** Begin **

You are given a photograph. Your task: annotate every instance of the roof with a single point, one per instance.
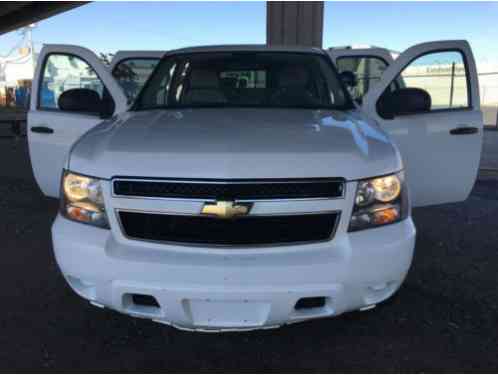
(247, 47)
(14, 15)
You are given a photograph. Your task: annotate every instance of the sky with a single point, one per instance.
(112, 26)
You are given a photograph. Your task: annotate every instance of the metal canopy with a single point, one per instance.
(14, 15)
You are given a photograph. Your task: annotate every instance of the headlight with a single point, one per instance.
(379, 201)
(82, 200)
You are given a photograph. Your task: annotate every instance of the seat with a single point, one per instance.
(293, 83)
(204, 88)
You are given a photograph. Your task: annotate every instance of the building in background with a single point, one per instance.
(16, 71)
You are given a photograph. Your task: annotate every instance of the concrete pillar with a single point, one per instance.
(294, 23)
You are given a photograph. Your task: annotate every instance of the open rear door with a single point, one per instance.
(441, 142)
(52, 130)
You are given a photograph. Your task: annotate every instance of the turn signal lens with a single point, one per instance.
(379, 201)
(82, 200)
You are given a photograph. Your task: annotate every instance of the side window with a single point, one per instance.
(132, 74)
(62, 73)
(443, 76)
(367, 69)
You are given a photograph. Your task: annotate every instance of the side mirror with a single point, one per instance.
(80, 100)
(404, 101)
(348, 78)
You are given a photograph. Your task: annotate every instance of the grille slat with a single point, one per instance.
(247, 230)
(231, 189)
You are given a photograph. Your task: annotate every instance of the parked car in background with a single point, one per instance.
(244, 188)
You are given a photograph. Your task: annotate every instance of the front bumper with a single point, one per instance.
(234, 289)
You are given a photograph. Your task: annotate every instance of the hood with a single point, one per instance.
(236, 143)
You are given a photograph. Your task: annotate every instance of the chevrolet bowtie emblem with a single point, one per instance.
(226, 209)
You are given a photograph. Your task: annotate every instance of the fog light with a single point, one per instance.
(385, 216)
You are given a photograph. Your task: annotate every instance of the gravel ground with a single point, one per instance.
(444, 318)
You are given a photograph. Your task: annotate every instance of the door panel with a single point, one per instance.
(440, 154)
(52, 131)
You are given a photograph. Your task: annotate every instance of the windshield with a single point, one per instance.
(244, 79)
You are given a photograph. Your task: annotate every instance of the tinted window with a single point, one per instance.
(62, 73)
(367, 69)
(443, 76)
(132, 74)
(244, 79)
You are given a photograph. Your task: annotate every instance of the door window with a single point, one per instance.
(443, 76)
(65, 72)
(132, 74)
(367, 69)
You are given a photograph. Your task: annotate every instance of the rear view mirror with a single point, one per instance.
(348, 78)
(80, 100)
(404, 101)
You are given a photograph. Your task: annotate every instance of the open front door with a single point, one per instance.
(435, 120)
(367, 64)
(132, 69)
(52, 127)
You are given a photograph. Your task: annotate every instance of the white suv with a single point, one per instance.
(244, 188)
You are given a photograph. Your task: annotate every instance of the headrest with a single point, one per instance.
(294, 76)
(204, 79)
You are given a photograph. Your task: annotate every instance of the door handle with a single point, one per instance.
(42, 129)
(464, 130)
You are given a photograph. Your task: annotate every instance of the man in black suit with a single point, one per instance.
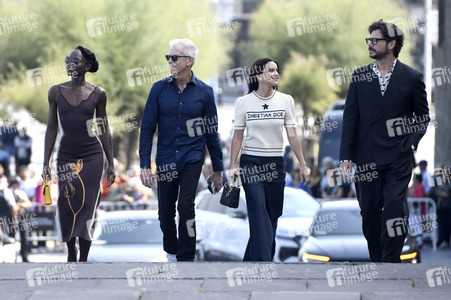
(386, 114)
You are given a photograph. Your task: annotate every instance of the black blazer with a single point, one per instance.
(381, 129)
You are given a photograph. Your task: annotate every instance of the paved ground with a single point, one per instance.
(85, 281)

** End **

▸ **Task brief**: Exclude the pictures. Write out the remaining data exactly.

▸ **Solution**:
You are given a photograph. Your task: annotate every instance of the roof with a single point, one per instance.
(247, 47)
(14, 15)
You are given a photograph. Your task: annotate every instance of the sky with a single point, one per instance.
(112, 26)
You are given a photograph. Your task: annotate every instance of the metal canopy with a single point, one per instance.
(14, 15)
You are given a photograph. Your task: annotate every instance of the headlight with a single point, one per instance.
(379, 201)
(82, 200)
You are given a photograph. Your task: annotate every instance of the seat with a single point, one per instance.
(293, 83)
(204, 88)
You are given a photograph. Your task: annotate every instance of the building in background with a single point, one per instance.
(16, 71)
You are given a photograph. Your task: annotate every instance of the concrete pillar with a single point, one per instance.
(294, 23)
You are given a photograph. Your task: annotate every instance of the open rear door with a single point, one per instance.
(441, 142)
(52, 130)
You are given a photograph. Your task: annotate every instance of the turn signal lens with a single point, one per instance.
(379, 201)
(82, 200)
You are given a photograph. Your task: annotate every instance of the side window with a single point, one per instance.
(132, 74)
(62, 73)
(443, 76)
(367, 69)
You are given a photograph. Your task: annotate every instance of the side mirror with a single point, one per instance.
(80, 100)
(404, 101)
(348, 78)
You are given a photograph. Your task: annotate every instance of the grille slat with a single point, one per instance.
(247, 230)
(231, 189)
You are given a photograph. Your task: annotate every instance of the parked car in background with a single point, one per instance.
(244, 188)
You are given a photograph. Your task: annotate every instance of the front bumper with a single point, one per instance.
(234, 289)
You are given a photograph. Your task: annotate every instance of the hood with a single point, one per instance.
(236, 143)
You are given a photograph. Your task: annotate every instance of the chevrolet bowtie emblem with a single point, one per instance.
(226, 209)
You are given a photograph. Your task: annotate every instance of the fog light with a single point, one per instance.
(385, 216)
You are given a photograph. Your task: annotate every instance of the gravel ground with a single point, one per instance.
(444, 318)
You are given a photograph. Your task: annotate every instance of the door panel with a single point, one per instance.
(440, 154)
(52, 131)
You are given a photograph. Your task: annotate every instance of the windshield with a single point, one per instance.
(244, 79)
You are given a photograph. Your task: annotate every instance of the tinted window with a single point, one per instance.
(62, 73)
(367, 69)
(443, 76)
(132, 74)
(244, 79)
You are given a photograph. Your task: annotate every instance of the door window with a single point, one per instance.
(443, 76)
(65, 72)
(132, 74)
(367, 69)
You are given a photograph. Your task: annotate every instance of the rear view mirror with a single point, one per instance.
(348, 78)
(80, 100)
(404, 101)
You are given a photograph. Your task: annotate every instance of the open front door with a single point, one per instance.
(435, 120)
(367, 64)
(132, 69)
(52, 127)
You are given a photograph. Your task: annotate every instance of the white suv with a single point, one per instance.
(244, 188)
You are given a photograph. Your task: annotate every instance of the headrest with a single point, one per instance.
(294, 76)
(204, 79)
You are given a photograph. Your task: annotate every instance of the door handle with a single point, one per instance.
(42, 129)
(464, 130)
You are given a photograph. Your task: annotate every instance of the man in black suit with a single point, one per instance.
(386, 114)
You are given a photograph. Your task: annotate every instance of the black blazer with a single point, one per instance.
(381, 129)
You are given a photograph. Your task: annotate every instance of the paved ground with a single point, one per instance.
(85, 281)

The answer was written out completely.